▸ Tekstfragment:

-*-

Alleen het testcentrum, de trots van Research International sinds de oprichting in 1946 moest zijn deuren sluiten en is daarna ook niet meer heropend.

Het Pand
Een aantal maanden nadat het herstelde pand opnieuw in gebruik was genomen liep het huurcontract van ons pand aan de Karel Doormanstraat af.
Aan het pand kleefden een aantal nadelen die destijds als pinpunten werden ervaren. Het pand kende een ongelukkige indeling met tussenetages en schuine wanden. Op straat deden zich een aantal schietincidenten voor. Met name de moord op twee cafébezoekers in het aangrenzende gebouw gaf een gevoel van onveiligheid. Daarnaast waren er voortdurend insluipingen en verdwenen er faxen, portemonnees. Een straatberoving van een van onze medewerkers was de druppel die de spreekwoordelijke emmer deed overlopen en de directie ervan overtuigde dat verlenging van het huurcontract niet gewenst was.

Een nieuw pand was relatief snel gevonden. In een winkelgebied, vlakbij de snelweg, het metrostation, het busstation en het treinstation. Boven het stadsdeelkantoor. In de Prins Alexanderpolder. Een zeer doordacht pand. Goed indeelbaar. Wellicht gesitueerd in een beetje kille en weinig aansprekende omgeving maar makkelijk bereikbaar voor klanten en personeel.
De laatste twee jaar van het bestaan van Research International werd een nieuw pand betrokken dat juist sterk was in de onderdelen waar het Alexanderpand juist zwak in was.
Het was gevestigd aan de Wilhelminakade. Een adembenemend uitzicht op de Maas en de Erasmusbrug. Een futuristische indeling. Het lag in de bedoeling om Research International de uitstraling te geven van een consultancybureau en dat is gelukt. De kosten per m2 waren aanmerkelijk hoger en de bereikbaarheid van het pand was problematisch. Sommige werknemers van buiten de stad waren per dag een uur langer onderweg en voor een aantal werknemers op commerciële sleutelposities was het aanleiding om naar ander werk uit te kijken.

Achtereenvolgend: Coolsingel – Vasteland – Karel Doormanstraat - Prins Alexanderplein – Wilhelminaplein.

De produktportfolio
In de periode van Unilever was er veel ruimte voor fundamenteel onderzoek.

-*-

▸ Aangeleverd materiaal:
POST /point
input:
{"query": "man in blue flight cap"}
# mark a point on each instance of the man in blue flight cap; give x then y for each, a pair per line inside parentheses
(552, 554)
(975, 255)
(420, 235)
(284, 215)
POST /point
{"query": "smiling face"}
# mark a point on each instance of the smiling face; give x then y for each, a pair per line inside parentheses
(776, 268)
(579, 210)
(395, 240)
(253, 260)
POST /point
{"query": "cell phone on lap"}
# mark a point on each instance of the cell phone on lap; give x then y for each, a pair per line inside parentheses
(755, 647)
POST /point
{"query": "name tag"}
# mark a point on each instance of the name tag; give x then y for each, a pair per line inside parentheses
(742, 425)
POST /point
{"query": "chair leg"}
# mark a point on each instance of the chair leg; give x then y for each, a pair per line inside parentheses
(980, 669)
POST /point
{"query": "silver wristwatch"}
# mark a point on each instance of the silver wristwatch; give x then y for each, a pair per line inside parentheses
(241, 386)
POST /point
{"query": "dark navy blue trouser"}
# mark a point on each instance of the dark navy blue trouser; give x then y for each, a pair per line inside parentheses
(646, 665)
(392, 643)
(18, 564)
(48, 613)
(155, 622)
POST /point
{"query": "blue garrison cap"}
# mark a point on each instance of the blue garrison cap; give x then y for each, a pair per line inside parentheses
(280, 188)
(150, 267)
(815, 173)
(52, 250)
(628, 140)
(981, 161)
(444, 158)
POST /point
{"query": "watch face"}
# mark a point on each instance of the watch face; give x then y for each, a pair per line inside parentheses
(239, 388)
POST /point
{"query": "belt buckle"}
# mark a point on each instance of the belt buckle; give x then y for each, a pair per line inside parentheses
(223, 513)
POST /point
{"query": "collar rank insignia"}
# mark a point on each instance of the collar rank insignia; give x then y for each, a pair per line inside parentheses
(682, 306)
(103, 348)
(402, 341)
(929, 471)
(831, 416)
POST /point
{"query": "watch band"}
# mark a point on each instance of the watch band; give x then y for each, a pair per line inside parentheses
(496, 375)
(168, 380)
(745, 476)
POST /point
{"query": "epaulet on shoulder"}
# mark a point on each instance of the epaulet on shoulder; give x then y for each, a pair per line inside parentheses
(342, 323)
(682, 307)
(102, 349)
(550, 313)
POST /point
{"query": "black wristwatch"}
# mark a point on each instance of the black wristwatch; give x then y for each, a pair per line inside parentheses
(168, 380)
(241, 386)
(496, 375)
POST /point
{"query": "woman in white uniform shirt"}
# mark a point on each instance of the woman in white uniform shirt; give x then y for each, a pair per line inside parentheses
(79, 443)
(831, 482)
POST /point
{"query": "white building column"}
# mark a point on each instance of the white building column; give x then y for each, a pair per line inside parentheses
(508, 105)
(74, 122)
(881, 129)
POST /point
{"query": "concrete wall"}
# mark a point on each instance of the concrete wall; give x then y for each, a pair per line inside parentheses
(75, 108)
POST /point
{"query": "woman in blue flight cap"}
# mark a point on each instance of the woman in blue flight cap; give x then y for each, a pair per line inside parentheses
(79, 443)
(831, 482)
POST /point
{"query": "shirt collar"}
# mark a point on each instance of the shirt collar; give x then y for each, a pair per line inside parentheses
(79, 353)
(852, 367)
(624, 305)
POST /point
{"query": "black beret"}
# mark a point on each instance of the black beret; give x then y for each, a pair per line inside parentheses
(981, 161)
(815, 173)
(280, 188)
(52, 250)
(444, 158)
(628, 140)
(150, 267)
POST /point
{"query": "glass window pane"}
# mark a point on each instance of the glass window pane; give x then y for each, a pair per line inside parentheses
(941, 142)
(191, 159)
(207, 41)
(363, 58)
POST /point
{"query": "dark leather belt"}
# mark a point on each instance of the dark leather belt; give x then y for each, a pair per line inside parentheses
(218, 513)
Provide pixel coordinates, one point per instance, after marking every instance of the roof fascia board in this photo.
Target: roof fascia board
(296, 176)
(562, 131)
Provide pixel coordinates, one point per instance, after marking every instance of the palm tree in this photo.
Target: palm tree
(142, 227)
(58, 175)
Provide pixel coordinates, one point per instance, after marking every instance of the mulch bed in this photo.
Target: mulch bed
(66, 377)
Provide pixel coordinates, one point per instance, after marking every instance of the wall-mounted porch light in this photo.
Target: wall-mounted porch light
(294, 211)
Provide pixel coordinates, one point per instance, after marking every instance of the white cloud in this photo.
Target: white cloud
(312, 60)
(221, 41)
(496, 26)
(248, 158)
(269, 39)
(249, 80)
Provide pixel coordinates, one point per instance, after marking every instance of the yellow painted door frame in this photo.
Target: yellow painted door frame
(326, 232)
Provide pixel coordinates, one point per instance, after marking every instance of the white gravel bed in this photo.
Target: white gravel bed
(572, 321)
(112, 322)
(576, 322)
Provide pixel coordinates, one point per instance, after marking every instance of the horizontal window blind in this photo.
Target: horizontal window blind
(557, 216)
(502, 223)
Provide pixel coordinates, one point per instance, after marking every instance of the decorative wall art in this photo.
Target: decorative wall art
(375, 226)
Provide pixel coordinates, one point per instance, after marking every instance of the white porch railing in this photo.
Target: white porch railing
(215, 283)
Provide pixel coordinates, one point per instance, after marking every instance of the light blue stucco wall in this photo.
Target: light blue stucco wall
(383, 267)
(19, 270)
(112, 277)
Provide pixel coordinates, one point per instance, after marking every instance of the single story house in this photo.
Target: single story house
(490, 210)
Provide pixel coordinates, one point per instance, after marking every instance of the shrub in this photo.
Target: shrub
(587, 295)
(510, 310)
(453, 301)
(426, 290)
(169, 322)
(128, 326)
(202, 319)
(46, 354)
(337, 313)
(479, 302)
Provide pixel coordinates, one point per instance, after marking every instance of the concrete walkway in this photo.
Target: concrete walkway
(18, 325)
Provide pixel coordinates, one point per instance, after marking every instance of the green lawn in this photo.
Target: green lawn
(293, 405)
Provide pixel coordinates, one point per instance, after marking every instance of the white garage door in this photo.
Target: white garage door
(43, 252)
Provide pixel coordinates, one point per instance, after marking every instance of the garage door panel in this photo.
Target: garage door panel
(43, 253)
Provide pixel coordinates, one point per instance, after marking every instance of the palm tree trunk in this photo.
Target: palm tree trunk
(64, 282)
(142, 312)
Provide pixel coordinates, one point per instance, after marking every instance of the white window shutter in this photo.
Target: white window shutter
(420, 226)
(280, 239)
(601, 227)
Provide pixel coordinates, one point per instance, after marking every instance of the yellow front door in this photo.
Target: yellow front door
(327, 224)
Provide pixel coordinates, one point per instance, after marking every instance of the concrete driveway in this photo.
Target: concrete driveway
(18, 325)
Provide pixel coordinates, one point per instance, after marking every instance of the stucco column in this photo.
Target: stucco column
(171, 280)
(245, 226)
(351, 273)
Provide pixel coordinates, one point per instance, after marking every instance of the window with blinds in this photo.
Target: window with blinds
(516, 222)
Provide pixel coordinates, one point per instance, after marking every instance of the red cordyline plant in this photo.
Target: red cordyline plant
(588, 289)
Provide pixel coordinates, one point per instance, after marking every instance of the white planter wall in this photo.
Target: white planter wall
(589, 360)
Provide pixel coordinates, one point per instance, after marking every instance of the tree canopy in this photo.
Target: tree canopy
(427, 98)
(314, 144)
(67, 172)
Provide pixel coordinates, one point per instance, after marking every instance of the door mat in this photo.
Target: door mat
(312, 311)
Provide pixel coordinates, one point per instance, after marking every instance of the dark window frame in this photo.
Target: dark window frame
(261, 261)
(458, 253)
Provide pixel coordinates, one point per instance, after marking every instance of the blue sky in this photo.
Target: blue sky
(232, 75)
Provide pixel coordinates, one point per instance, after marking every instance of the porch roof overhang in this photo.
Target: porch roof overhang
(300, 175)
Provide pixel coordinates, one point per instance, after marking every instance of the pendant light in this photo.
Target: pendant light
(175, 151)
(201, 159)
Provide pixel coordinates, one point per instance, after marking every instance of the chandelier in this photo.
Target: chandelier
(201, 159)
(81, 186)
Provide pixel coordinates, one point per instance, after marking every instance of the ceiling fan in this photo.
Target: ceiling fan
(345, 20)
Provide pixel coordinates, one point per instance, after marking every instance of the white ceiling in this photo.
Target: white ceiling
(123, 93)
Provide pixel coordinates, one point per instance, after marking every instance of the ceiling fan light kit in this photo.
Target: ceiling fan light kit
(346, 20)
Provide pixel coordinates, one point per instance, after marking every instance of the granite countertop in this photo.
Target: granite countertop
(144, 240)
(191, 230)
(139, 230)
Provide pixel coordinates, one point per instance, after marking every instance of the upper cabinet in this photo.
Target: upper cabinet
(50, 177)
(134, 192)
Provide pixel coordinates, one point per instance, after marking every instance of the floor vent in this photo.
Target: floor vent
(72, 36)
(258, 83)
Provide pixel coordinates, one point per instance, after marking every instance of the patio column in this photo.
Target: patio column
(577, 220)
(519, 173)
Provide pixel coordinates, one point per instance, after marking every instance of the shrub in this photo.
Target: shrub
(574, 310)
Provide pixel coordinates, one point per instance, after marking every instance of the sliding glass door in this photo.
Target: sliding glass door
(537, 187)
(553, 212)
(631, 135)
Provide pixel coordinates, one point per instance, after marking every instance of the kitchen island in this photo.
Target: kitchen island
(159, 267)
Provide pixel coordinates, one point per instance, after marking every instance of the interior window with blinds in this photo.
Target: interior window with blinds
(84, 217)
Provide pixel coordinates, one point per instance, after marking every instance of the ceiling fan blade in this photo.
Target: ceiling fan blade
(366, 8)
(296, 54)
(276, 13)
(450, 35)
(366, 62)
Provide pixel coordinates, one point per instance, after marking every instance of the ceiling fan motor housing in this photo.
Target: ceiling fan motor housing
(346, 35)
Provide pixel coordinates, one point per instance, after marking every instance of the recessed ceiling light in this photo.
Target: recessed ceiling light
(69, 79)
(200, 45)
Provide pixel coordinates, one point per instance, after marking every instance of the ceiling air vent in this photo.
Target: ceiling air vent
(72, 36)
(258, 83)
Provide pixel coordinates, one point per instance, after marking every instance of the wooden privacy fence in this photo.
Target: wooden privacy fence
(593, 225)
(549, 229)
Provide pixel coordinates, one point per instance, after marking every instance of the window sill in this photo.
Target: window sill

-*-

▸ Werkopdracht 1:
Leg in één tot drie zinnen uit waarom het huurcontract aan de Karel Doormanstraat volgens het tekstfragment over Research International niet werd verlengd.
▸ Werkopdracht 2:
Beantwoord de volgende vraag aan de hand van het tekstfragment over Research International: in welk jaar werd Research International opgericht?
▸ Werkopdracht 3:
Schrijf het tekstfragment over Research International verder, te beginnen na de laatste zin.

▸ Schriftelijk antwoord 1:
Het pand had een ongelukkige indeling met tussenetages en schuine wanden. Daarnaast gaven schietincidenten op straat, vooral de moord op twee cafébezoekers in het aangrenzende gebouw, een gevoel van onveiligheid, en waren er voortdurend insluipingen waarbij faxen en portemonnees verdwenen. Een straatberoving van een medewerker overtuigde de directie ten slotte dat verlenging niet gewenst was.

▸ Schriftelijk antwoord 2:
In 1946.

▸ Schriftelijk antwoord 3:
Het was de tijd waarin huisvrouwen waspoeders en margarines in een thuissituatie testen en kennis er werd veel kennis verzameld over de optimalisering van testopzetten. In het verlengde hiervan lagen de evaluatie van testmarkten en later testmarktsimulaties. Het kenniscentrum lag in London, maar de lokale vestigingen en daarmee de Unilever bedrijven konden ruim profiteren van de verkregen expertise. Eerst was het verboden de verkregen kennis aan te wenden voor niet Unilever klanten Maar naarmate Research International verzelfstandigde kon deze beperking niet blijven gelden, zeker niet nu Unilever bedrijven ook projecten bij concurrenten van Research International  uitbesteden.

In het verlengde hiervan ging Research International zich toeleggen op het ontwikkelen van andere produkten:

·         Publitest/Reeltest voor de evaluatie van Advertentiecampagnes.
·         Smart voor het ontwikkelen van dienstenconcepten.
·         Microtest voor testmarktsimulaties,
·         Locator voor image-evaluatie en image-optimalisatie.
·         PBTO/Pricesolve voor het bepalen van de juiste prijs.
·         Equity Engine voor het evalueren van merken.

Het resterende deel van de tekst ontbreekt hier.